Where a picture shows up in the listing below, omit it and output the rest exactly.

============

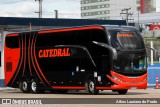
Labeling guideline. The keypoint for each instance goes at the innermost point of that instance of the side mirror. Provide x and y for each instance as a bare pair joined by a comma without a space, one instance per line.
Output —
154,51
114,52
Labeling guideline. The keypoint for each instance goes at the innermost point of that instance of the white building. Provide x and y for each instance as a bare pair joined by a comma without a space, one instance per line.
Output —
112,9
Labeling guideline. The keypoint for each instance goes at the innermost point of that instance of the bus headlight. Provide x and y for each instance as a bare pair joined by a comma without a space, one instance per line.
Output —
117,79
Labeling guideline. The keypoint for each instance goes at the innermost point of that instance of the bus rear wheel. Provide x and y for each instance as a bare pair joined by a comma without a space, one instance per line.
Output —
92,87
24,86
122,92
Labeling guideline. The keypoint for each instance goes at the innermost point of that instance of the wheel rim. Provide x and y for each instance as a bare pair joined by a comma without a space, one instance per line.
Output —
34,86
24,85
91,86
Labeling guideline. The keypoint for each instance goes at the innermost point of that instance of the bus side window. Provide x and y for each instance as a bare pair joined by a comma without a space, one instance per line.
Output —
82,37
12,42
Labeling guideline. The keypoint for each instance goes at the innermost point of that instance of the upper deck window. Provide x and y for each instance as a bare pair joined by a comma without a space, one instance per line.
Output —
126,39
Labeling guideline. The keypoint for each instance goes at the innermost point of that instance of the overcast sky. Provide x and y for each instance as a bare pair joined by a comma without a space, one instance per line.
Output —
27,8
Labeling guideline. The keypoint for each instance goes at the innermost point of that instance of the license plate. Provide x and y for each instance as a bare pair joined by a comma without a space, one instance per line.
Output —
133,88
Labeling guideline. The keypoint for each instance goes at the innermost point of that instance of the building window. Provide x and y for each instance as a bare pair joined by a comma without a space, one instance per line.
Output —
95,7
138,1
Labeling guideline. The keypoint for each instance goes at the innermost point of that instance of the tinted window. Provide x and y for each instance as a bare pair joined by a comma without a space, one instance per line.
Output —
126,39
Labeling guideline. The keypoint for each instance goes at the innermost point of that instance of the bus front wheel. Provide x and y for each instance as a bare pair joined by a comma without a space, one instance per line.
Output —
122,91
34,87
92,87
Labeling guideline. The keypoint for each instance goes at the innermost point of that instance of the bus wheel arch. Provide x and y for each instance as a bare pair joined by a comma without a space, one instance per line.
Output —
35,86
90,85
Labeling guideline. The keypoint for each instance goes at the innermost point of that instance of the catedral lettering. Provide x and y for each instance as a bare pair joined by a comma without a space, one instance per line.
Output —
53,53
91,58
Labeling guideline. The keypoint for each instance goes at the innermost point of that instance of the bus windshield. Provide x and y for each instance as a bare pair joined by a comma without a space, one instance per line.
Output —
129,63
126,39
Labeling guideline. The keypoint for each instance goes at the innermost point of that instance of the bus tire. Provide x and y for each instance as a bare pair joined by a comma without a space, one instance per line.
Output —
92,87
24,86
34,87
122,92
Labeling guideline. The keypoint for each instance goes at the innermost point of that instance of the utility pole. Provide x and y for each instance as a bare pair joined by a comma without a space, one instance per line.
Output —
126,12
56,14
40,8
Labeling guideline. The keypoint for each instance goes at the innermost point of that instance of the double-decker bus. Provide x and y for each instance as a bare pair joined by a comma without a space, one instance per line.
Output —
90,58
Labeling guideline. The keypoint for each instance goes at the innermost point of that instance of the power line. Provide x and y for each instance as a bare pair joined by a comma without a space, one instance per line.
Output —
13,2
40,8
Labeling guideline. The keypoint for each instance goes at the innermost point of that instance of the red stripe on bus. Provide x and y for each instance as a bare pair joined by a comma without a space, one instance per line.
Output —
29,52
19,66
33,60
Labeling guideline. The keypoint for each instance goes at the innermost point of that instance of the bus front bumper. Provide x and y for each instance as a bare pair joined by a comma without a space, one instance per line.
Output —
125,82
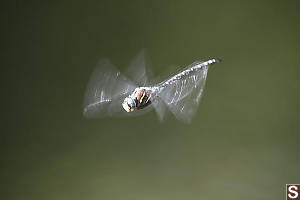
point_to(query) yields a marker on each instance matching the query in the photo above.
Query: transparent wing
(106, 91)
(139, 70)
(183, 95)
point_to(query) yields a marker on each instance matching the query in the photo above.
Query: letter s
(293, 192)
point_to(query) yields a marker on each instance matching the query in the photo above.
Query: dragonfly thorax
(140, 98)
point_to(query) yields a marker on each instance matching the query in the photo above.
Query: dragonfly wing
(183, 95)
(106, 91)
(139, 70)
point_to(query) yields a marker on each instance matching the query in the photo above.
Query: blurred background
(243, 142)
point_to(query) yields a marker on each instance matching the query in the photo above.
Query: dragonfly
(112, 93)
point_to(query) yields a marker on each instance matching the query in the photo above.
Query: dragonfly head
(129, 104)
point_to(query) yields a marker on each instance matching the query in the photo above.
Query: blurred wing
(106, 91)
(139, 69)
(183, 96)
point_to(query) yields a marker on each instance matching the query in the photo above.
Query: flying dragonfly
(110, 93)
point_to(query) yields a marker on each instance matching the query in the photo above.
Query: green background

============

> Task solution:
Labeling guideline. The keypoint for each instance goes at the innermost point of that instance of the side mirror. Provide x and y for each instance as a bare pair joined by a comma without a space, one instance per line.
Output —
154,51
114,52
Labeling guideline. The keypoint for each instance goes at the innermost point of that instance of the white building. Provide x and y for each instance as a bare pair joined by a comma without a space, one instance per line.
Output —
112,9
Labeling guideline. The keypoint for each instance goes at the innermost point of that instance of the bus headlight. Provide x and y for each instance as a bare pair joined by a comma without a space, one instance per line.
Output —
117,79
Labeling guideline. The keypoint for each instance goes at the innermost point of that instance of the bus rear wheel. Provide x and y for each instance as a bare pair joined by a comma without a space, one instance per line.
Output —
92,87
24,86
122,92
Labeling guideline. The keypoint for each instance goes at the innermost point of that instance of the wheel rim. Provide x and y for each instance as a bare pair joined by a comma without a space, one instance per line.
Output —
34,86
24,85
91,86
Labeling guideline. The keypoint for each instance goes at the innermost point of that instance of the bus side window. Provide x and y for each instance as a bare pair joined by a comma without a space, one instance per line.
Output —
82,37
12,42
Labeling guideline. The keypoint for each instance goes at the innermost point of that instance of the upper deck window. Provide x and y for each instance as a bare pair joined by a comma without a space, one instance per line.
Output —
126,39
Labeling guideline. The keypoint for each instance goes at the innermost point of that instance of the overcast sky. Provide x and y for each instance as a bare pair joined by a comma without a space, one instance per line.
Output —
27,8
Labeling guideline. The keypoint for each instance goes at the innermost point of that instance of the license plate. Provide x and y for each instance as a bare pair joined by a comma without a space, one instance per line.
Output —
133,88
Labeling guideline. The keypoint for each instance goes at the innermost point of that instance of the building window. Provide x and y for each instance as a bare pair joined by a comma without a space, one instance per line.
Output —
95,7
138,1
Labeling guideline. The keypoint for each instance goes at the innermost point of that instance of the tinted window. Provide x and y for each instance as a bare pair joined by a comma without a space, one instance per line.
Output —
126,39
Labeling guideline. The keypoint for each instance goes at the innermost point of that instance of the bus front wheel. Provide x and y for each instance as a bare pair joined by a comma without a space, one instance per line.
Output —
122,91
34,87
92,87
Labeling guideline. The keypoint for each instance goes at the innermost point of that instance of the bus wheel arch. Provide x and y for each instance as a bare pair joined by a comma without a space, one instance per line.
Output —
35,86
90,85
Labeling guideline. The keypoint for each instance goes at the innermost point of that instance of the catedral lettering. Provide x and y for each instance as a bare pair joined by a comma without a space, one instance per line.
Output —
53,53
91,58
Labeling guideline. The keypoint for each instance goes at the innermost point of that instance of the bus windshield. Provide x and y for each instance as a bare pair joined by a comma without a space, one instance per line.
Output —
129,63
126,39
Labeling guideline. The keypoint for each instance goes at the innermost point of that instance of the bus tire. Provide x and y for each instance as a bare pair joined by a comma without a space, one instance per line.
Output —
92,87
24,86
34,87
122,92
Labeling guideline. The keypoint for each instance goes at the innermost point of that instance of the utility pole. Provide x and y for each instance as a bare pair joined by a comma without a space, one instance per line.
Output —
126,12
56,14
40,8
Labeling guideline. The keypoint for each instance goes at the innermost point of that instance of the double-decker bus. Provide x and y for each instance as a bare pair joined by a comma without a space, one instance per line.
Output —
90,58
Labeling guideline. The keypoint for each instance goes at the innermost point of that instance of the power line. Provide x and y for each instance as a bare pair joined by a comma without a space, one instance per line.
Output —
13,2
40,8
Labeling guideline. The keypoint for each instance goes at the innermost point of that instance of the red stripe on bus. Provide x and y for each instance as a bare pair joined by a comma without a space, one instance per line.
Output —
29,52
19,66
33,60
Labeling guideline. The keypoint for each instance goes at the innermost point of that instance of the bus front bumper. Provide x and y for each instance as a bare pair joined by a comma without a space, one instance per line.
Output —
125,82
point_to(query) yields a marker on each instance matching the query in the photo above.
Query: transparent wing
(106, 91)
(139, 70)
(183, 95)
point_to(query) yields a marker on each instance matching the query in the photo above.
Query: letter s
(293, 192)
point_to(query) yields a marker on each instance matching the query in the photo above.
Query: dragonfly thorax
(140, 98)
point_to(query) yields a marker on each instance matching the query in the photo above.
Query: dragonfly wing
(183, 95)
(106, 91)
(139, 70)
point_to(query) yields a marker on each instance matching the query in the photo above.
Query: blurred background
(243, 142)
point_to(query) yields a marker on each instance matching the query in the photo above.
Query: dragonfly
(112, 93)
point_to(query) yields a marker on each instance matching the query in the photo above.
Query: dragonfly head
(129, 104)
point_to(query) yields a marker on each instance matching the query in the photo above.
Query: blurred wing
(106, 91)
(139, 69)
(183, 96)
point_to(query) yields a marker on each instance matching the query in the photo above.
Query: flying dragonfly
(110, 93)
point_to(query) yields a marker on each instance matching the query in the photo above.
Query: green background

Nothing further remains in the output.